The request: Please copy all of the data below word for word, with every line in its original order. Leave out the images.

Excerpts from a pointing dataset
[start]
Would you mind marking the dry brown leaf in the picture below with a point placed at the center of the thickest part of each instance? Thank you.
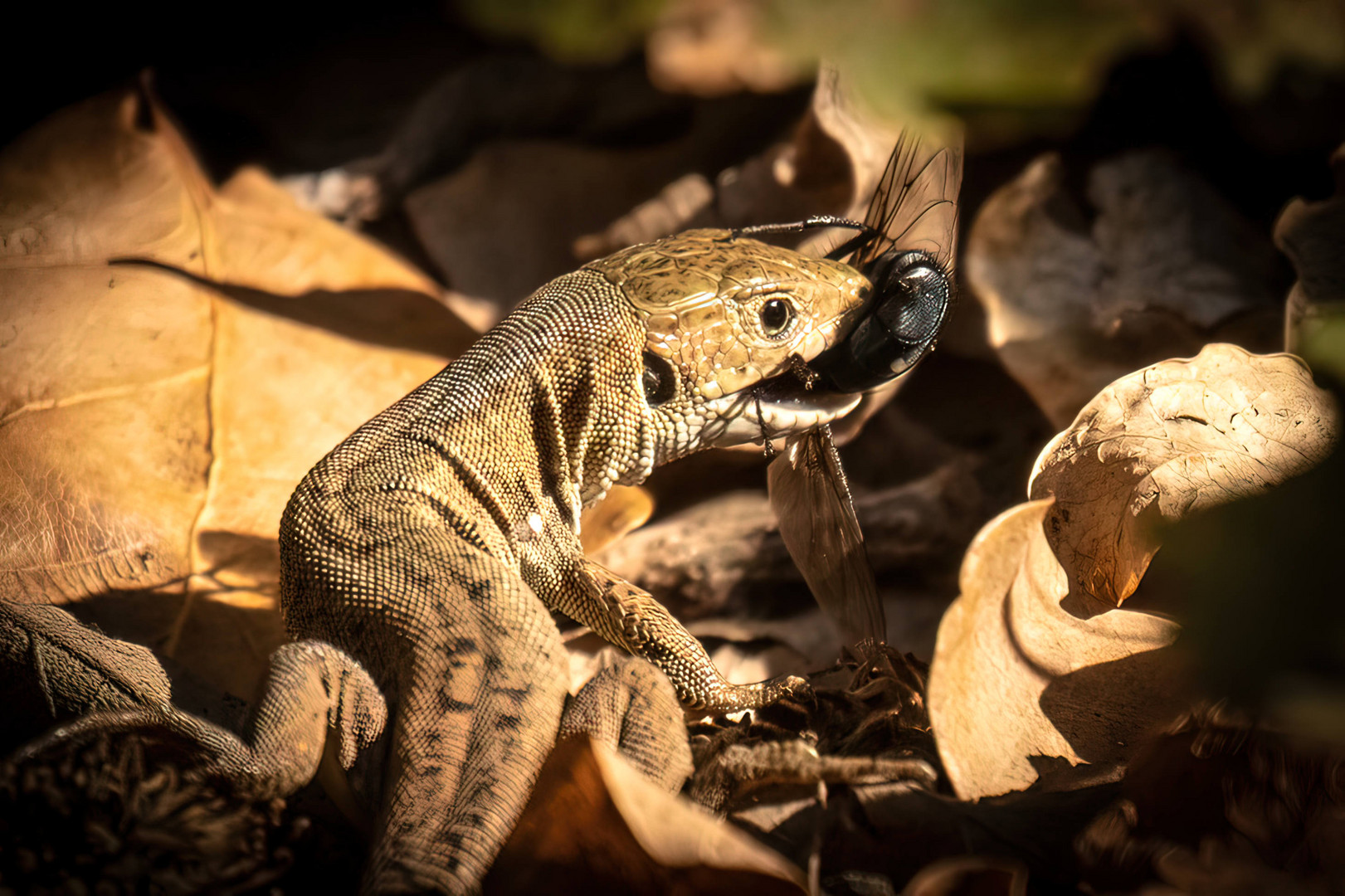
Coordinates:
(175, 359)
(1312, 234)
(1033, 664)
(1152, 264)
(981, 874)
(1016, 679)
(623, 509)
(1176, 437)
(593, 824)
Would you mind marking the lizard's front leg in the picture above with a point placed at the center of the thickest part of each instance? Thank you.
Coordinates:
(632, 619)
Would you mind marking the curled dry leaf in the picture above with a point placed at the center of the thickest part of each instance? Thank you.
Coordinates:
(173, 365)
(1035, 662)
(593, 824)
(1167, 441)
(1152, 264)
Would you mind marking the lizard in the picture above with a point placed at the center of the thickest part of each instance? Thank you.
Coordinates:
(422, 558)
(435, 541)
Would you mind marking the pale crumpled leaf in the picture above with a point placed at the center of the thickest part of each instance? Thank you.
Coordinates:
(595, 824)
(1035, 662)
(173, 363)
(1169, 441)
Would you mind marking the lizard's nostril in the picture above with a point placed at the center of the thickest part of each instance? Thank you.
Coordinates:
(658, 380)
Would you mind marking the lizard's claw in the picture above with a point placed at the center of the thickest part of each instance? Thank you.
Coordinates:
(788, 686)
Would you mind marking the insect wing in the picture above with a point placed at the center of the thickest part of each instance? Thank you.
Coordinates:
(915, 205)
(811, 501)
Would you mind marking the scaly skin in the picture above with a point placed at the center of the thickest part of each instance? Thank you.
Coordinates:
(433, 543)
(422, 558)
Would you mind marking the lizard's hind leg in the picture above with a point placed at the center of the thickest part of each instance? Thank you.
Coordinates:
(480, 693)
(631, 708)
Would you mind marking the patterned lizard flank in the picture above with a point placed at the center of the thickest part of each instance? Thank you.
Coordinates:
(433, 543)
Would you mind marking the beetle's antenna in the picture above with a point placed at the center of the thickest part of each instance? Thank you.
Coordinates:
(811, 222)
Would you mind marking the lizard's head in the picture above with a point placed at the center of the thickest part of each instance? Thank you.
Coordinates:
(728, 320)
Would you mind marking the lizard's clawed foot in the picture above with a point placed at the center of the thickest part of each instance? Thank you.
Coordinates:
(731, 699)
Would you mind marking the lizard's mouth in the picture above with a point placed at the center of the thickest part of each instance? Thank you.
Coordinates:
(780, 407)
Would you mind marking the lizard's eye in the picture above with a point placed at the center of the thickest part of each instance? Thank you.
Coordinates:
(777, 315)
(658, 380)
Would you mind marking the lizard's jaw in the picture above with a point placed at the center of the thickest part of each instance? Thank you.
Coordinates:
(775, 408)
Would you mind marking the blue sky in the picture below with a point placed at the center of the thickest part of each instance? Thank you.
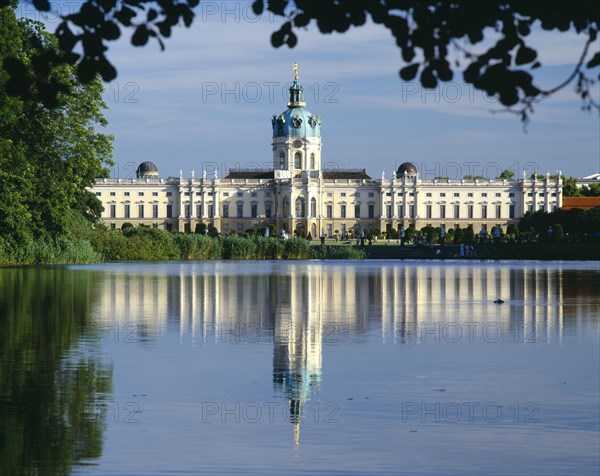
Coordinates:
[end]
Output:
Would you mind marking the dry brown leaf in the picture below with a point placed at the center of the thickest part of each instance? Thank you.
Coordinates:
(175, 359)
(1312, 234)
(1033, 664)
(1152, 264)
(981, 874)
(1016, 679)
(623, 509)
(1176, 437)
(593, 824)
Would you mind marking the lizard's front leg in the picture above with a point placed at the center of the thickest part of each instance? Thank you.
Coordinates:
(632, 619)
Would you mind marking the curled dry leaf in the picture above with a point placed at the center of the thickest part of each instance? Thank you.
Coordinates:
(173, 365)
(1035, 662)
(593, 824)
(1167, 441)
(1152, 264)
Would you mind marking the lizard in the picture above with a point placed at the center of the thickest part of each instance? Thank you.
Coordinates:
(422, 558)
(435, 541)
Would you mind marking the pale crumpled leaf in the picture above with a point placed at the center of the thickest part of each instance? Thank you.
Coordinates:
(595, 824)
(1035, 662)
(173, 363)
(1169, 441)
Would you mind marking the lizard's nostril in the picture above with a point placed at the center of the thickest part of each instance? Thank you.
Coordinates:
(658, 380)
Would you mind marking the lizard's claw in the picture above with a point placed at the center of the thickest part of each instance? Thank you.
Coordinates:
(788, 686)
Would you mind marking the insect wing in the picture above with a point placed at the center of the thickest part of each instance? Thank you.
Coordinates:
(915, 205)
(811, 501)
Would you mind marking the scaly skin in the picture above with a point placed at the center of the thickest part of each instance? Thank you.
Coordinates:
(433, 543)
(422, 558)
Would you mind marking the lizard's hind leg in the picture above with a point placed at the center of the thickest part of each instance? Thank you.
Coordinates:
(480, 693)
(631, 708)
Would you mind marking the patterned lizard flank in the picture above with a point placed at the center of the thickest part of each instance? Thank you.
Coordinates:
(433, 543)
Would you mind marking the beetle's antenna in the picture above with a point placed at the center of the thickest part of each instance? Thank you.
Coordinates:
(811, 222)
Would you mind marking the lizard's head in the picture above with a point placed at the center of the thickest part of each instance? Thank you.
Coordinates:
(728, 320)
Would you mind marking the lizard's clawed foot in the picture above with a point placed at the center of the thickest part of each instance? Thank you.
Coordinates:
(731, 699)
Would you mind marking the lizard's mouth in the picture above with a point placed at the center of the thickest part of each instance? Thank you.
Coordinates:
(780, 407)
Would you mind marking the lizard's eye in the picture above with a point placed at the center of the thickest part of each instance? Thank you.
Coordinates:
(777, 315)
(658, 380)
Would you mind marking the lizard's jaw in the picture above with a point placed at the center of the thickest part of each instance? Thank you.
Coordinates:
(775, 408)
Would you mind marking the blue sky in the picture below with a point placed at the center of the thickest part of each instance? Thank you.
Coordinates:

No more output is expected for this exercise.